Excerpt provided:
# MK6 Oil Pump Replacement



## kylerwatkins12 (Jun 16, 2015)

I think my oil pump is going bad, or the pickup line is clogged. I searched around and couldnt find a diy for replacing the pump or unclogging the pickup line. Does anyone have a diy or know how difficult of an install this is?
Thanks for any help.

Sent from my SM-G920T using Tapatalk


----------



## afawal2014 (Jul 13, 2016)

kylerwatkins12 said:


> I think my oil pump is going bad, or the pickup line is clogged. I searched around and couldnt find a diy for replacing the pump or unclogging the pickup line. Does anyone have a diy or know how difficult of an install this is?
> Thanks for any help.
> 
> Sent from my SM-G920T using Tapatalk


Are you getting the low oil pressure light come on?

What year, engine and mileage on your car?

Last year, I had this issue and suspected the oil pump. I eventually traced the problem down to a bad PCV leading to water in the oil causing sludge and clogging the pickup screen and line.


----------



## kylerwatkins12 (Jun 16, 2015)

Yes the light only comes on if the car is not warmed up. If i allow it to warm it wont come on. I have a 2012 2.5 with close to 87k

Sent from my SM-G920T using Tapatalk


----------



## afawal2014 (Jul 13, 2016)

kylerwatkins12 said:


> Yes the light only comes on if the car is not warmed up. If i allow it to warm it wont come on. I have a 2012 2.5 with close to 87k
> 
> Sent from my SM-G920T using Tapatalk


Then you most likely had the same issue I did. I have a 2011, and the issue came up around 75k miles last winter.

[Collection entries]

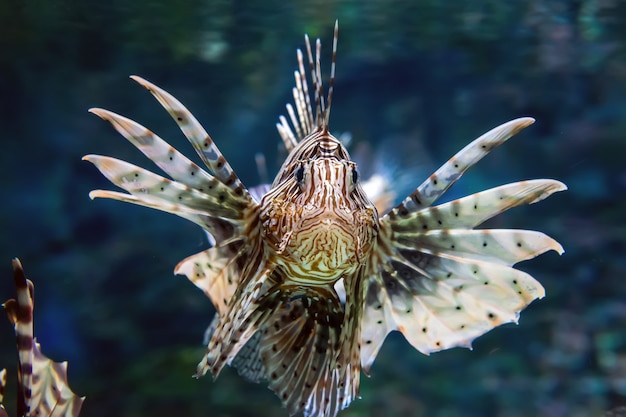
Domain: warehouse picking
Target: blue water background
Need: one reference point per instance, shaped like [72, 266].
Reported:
[416, 81]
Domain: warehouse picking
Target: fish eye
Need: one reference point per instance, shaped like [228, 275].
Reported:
[299, 174]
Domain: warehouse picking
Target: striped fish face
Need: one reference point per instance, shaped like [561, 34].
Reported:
[318, 224]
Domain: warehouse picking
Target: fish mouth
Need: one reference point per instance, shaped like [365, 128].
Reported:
[322, 251]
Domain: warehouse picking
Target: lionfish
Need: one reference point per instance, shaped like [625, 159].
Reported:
[308, 278]
[43, 390]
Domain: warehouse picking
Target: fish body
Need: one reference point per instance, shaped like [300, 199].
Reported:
[308, 279]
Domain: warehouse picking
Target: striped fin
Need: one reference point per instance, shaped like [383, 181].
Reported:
[437, 184]
[139, 181]
[43, 389]
[222, 219]
[500, 246]
[216, 272]
[438, 281]
[199, 138]
[442, 302]
[249, 307]
[471, 211]
[299, 349]
[166, 157]
[443, 288]
[304, 120]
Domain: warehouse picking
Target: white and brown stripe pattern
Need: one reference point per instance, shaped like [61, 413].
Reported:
[42, 384]
[279, 260]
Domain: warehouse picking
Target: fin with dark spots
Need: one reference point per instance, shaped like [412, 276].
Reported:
[215, 200]
[441, 283]
[42, 384]
[439, 182]
[197, 136]
[216, 272]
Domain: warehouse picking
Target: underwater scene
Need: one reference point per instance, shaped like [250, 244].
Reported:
[288, 262]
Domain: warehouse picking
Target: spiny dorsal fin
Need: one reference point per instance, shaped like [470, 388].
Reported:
[303, 122]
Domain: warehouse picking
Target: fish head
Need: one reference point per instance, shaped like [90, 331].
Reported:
[316, 220]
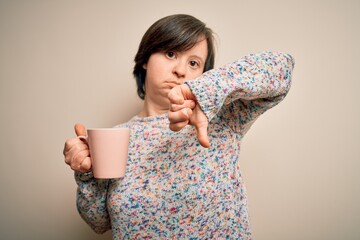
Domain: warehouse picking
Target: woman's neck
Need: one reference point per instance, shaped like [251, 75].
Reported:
[151, 109]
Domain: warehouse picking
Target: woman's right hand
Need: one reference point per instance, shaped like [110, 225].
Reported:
[76, 151]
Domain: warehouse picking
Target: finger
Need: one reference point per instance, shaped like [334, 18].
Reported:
[175, 96]
[85, 165]
[187, 104]
[70, 143]
[74, 150]
[178, 126]
[78, 159]
[80, 129]
[180, 116]
[203, 135]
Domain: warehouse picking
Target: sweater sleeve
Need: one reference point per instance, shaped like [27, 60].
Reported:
[91, 201]
[241, 91]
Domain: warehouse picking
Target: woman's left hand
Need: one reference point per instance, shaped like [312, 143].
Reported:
[185, 110]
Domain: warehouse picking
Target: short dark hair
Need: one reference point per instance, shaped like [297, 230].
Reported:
[178, 32]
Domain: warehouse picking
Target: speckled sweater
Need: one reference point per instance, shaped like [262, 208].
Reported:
[173, 187]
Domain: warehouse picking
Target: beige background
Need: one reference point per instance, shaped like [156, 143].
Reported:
[67, 61]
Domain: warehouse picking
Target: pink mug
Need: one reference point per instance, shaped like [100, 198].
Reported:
[108, 151]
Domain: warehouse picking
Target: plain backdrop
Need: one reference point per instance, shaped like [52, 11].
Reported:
[63, 62]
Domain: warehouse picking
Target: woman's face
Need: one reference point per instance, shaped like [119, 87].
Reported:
[165, 70]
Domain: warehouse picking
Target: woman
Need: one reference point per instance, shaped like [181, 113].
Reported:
[182, 179]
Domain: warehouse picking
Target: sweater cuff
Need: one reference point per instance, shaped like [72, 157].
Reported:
[83, 176]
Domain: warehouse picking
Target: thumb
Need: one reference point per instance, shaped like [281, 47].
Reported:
[203, 137]
[80, 129]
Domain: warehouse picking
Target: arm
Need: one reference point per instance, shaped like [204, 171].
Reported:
[243, 90]
[91, 201]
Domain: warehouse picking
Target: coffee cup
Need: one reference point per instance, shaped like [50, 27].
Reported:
[108, 151]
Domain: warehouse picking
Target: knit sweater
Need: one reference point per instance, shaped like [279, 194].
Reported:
[173, 187]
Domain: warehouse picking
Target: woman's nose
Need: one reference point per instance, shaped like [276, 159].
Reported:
[180, 69]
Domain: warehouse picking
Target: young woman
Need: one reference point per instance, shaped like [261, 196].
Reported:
[182, 179]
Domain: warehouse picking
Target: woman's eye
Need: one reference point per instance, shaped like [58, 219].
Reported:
[194, 63]
[170, 54]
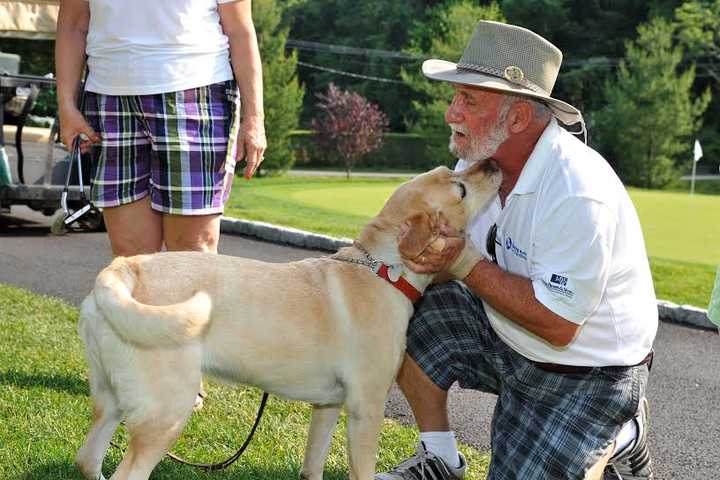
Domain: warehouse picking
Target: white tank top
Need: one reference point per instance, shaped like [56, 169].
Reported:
[142, 47]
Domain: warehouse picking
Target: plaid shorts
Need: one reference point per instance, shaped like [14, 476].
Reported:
[178, 147]
[545, 425]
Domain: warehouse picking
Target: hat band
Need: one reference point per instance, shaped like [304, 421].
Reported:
[495, 72]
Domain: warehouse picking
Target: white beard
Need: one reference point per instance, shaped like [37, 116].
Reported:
[479, 150]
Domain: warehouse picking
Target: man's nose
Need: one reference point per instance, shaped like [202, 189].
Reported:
[453, 114]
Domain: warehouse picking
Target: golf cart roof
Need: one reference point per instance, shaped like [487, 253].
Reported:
[28, 18]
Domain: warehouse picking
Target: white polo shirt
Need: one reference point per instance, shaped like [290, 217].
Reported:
[570, 227]
[143, 47]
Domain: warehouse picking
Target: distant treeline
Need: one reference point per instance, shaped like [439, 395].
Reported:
[645, 73]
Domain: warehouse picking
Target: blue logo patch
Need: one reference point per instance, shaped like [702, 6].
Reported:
[509, 245]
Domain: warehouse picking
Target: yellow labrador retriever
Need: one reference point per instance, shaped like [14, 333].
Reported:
[329, 331]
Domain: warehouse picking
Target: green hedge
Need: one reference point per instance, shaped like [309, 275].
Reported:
[400, 151]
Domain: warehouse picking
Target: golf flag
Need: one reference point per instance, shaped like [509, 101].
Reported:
[697, 151]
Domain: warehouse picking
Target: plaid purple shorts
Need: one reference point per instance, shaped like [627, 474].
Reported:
[545, 425]
[178, 147]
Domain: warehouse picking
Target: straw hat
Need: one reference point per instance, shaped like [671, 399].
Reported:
[511, 59]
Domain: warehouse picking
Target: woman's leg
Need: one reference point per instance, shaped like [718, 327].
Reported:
[199, 233]
[134, 228]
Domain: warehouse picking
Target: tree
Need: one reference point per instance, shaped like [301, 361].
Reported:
[373, 25]
[650, 112]
[348, 125]
[698, 28]
[443, 35]
[283, 95]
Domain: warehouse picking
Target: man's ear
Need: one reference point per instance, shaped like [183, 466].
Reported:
[520, 117]
[421, 233]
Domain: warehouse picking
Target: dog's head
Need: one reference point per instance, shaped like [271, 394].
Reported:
[438, 196]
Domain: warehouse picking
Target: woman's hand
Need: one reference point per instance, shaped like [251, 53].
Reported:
[72, 125]
[251, 144]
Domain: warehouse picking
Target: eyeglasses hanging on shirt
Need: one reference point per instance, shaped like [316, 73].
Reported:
[491, 241]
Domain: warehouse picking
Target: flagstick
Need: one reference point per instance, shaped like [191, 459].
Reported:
[692, 181]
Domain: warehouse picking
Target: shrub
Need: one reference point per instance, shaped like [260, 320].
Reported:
[349, 126]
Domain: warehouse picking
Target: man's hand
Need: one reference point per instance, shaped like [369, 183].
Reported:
[251, 144]
[440, 253]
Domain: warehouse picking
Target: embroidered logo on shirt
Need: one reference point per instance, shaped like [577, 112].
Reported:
[559, 284]
[509, 245]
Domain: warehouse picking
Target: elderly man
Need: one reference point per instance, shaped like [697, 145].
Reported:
[555, 312]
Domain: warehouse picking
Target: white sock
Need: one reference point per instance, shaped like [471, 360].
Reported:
[626, 437]
[442, 444]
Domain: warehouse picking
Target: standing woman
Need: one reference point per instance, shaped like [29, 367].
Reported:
[161, 112]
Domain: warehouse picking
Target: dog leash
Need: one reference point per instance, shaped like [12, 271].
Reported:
[76, 154]
[212, 467]
[87, 206]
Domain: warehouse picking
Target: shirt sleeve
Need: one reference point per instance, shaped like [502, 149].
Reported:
[572, 257]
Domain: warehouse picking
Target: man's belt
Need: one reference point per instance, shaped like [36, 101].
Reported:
[579, 370]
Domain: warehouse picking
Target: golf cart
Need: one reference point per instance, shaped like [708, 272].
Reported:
[36, 173]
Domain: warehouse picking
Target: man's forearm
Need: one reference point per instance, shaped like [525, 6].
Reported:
[513, 296]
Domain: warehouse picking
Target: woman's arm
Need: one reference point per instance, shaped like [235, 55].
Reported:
[72, 27]
[236, 20]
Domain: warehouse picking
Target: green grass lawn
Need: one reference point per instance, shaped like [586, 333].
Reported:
[45, 411]
[682, 233]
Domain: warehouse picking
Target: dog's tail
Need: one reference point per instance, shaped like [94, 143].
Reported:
[148, 325]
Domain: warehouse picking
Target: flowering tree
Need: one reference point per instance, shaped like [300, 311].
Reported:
[348, 125]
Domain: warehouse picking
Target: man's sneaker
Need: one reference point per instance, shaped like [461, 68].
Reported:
[633, 462]
[424, 465]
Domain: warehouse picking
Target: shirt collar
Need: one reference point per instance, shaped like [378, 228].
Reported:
[536, 164]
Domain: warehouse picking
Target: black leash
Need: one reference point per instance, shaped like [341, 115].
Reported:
[212, 467]
[76, 155]
[87, 206]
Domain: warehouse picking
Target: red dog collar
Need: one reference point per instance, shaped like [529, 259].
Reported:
[401, 284]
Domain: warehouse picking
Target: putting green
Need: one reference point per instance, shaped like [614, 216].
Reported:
[676, 225]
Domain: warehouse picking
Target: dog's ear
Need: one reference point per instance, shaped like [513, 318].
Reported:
[418, 237]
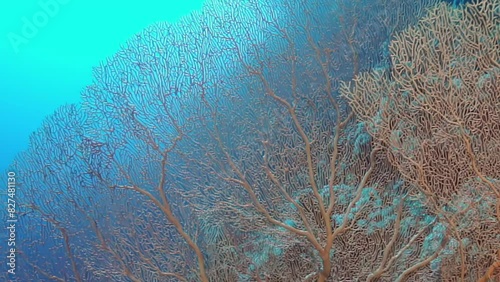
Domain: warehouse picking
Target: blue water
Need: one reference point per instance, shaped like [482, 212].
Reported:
[224, 142]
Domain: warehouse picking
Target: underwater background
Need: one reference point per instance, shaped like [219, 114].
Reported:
[255, 140]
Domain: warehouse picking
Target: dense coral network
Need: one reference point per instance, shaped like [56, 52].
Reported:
[265, 140]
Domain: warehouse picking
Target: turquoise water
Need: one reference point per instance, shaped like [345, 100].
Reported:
[252, 140]
[48, 50]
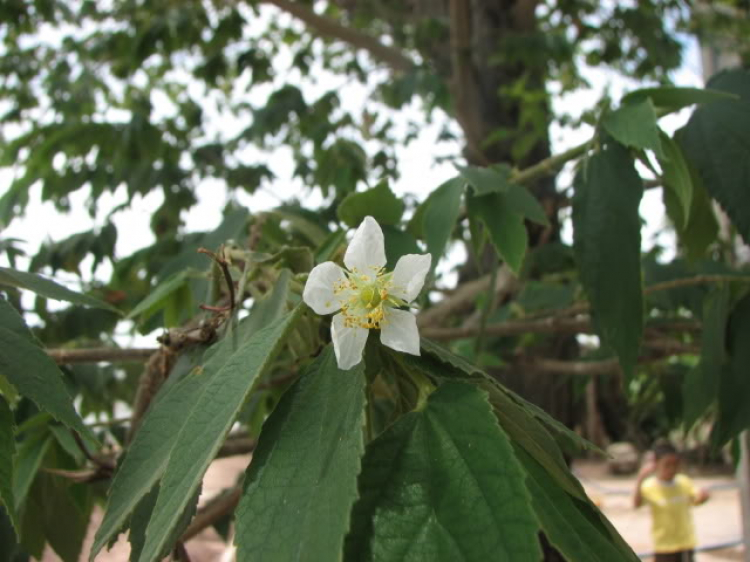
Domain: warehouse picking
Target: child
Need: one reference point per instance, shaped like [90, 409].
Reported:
[670, 496]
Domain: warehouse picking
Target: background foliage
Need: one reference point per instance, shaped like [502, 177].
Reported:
[452, 454]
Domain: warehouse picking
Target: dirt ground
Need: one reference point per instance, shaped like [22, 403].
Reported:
[717, 522]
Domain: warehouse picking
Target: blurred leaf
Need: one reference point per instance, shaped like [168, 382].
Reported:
[701, 385]
[732, 413]
[47, 288]
[29, 458]
[12, 321]
[442, 483]
[161, 294]
[298, 259]
[7, 454]
[330, 245]
[441, 212]
[505, 226]
[379, 202]
[520, 200]
[542, 295]
[398, 243]
[634, 125]
[152, 445]
[673, 99]
[214, 410]
[607, 243]
[488, 180]
[715, 141]
[677, 176]
[302, 482]
[37, 377]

The request:
Copy, word for word, the section of the oil pump thread that starts with the words containing "What year, engine" and finishes with "screen and line.". The listing has no connection to the oil pump thread.

Task response:
What year, engine and mileage on your car?

Last year, I had this issue and suspected the oil pump. I eventually traced the problem down to a bad PCV leading to water in the oil causing sludge and clogging the pickup screen and line.